▶ **Set exercise**:
Transcribe every item below verbatim, omitting the pictures from your answer.

━━━ Source records

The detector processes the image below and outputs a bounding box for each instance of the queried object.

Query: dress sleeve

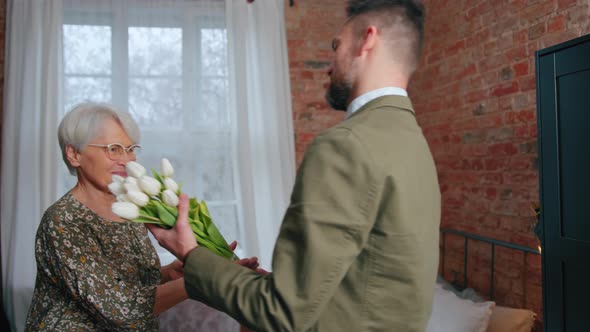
[185,129,376,331]
[36,211,156,329]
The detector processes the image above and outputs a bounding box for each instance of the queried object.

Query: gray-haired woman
[26,103,187,331]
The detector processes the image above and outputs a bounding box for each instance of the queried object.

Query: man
[151,0,440,332]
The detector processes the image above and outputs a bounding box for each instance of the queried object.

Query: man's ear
[359,25,378,55]
[66,144,82,167]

━━━━━━

▶ **Written response**:
The detector processes the image below and outputs a bounding box for each instance of the queried object.

Query: dress sleeve

[185,129,376,331]
[36,211,156,329]
The detector processes the image above and outputs a bounding box for each instance of the queried object.

Query: gray-haired woman
[26,103,187,331]
The detector processes the image above and outputs a bounding box for each instance of the queried object.

Query: man
[151,0,440,332]
The detector processes the image above and outputs a bounding box for each instance of the queried object.

Query: man's ear
[359,25,378,55]
[66,144,82,167]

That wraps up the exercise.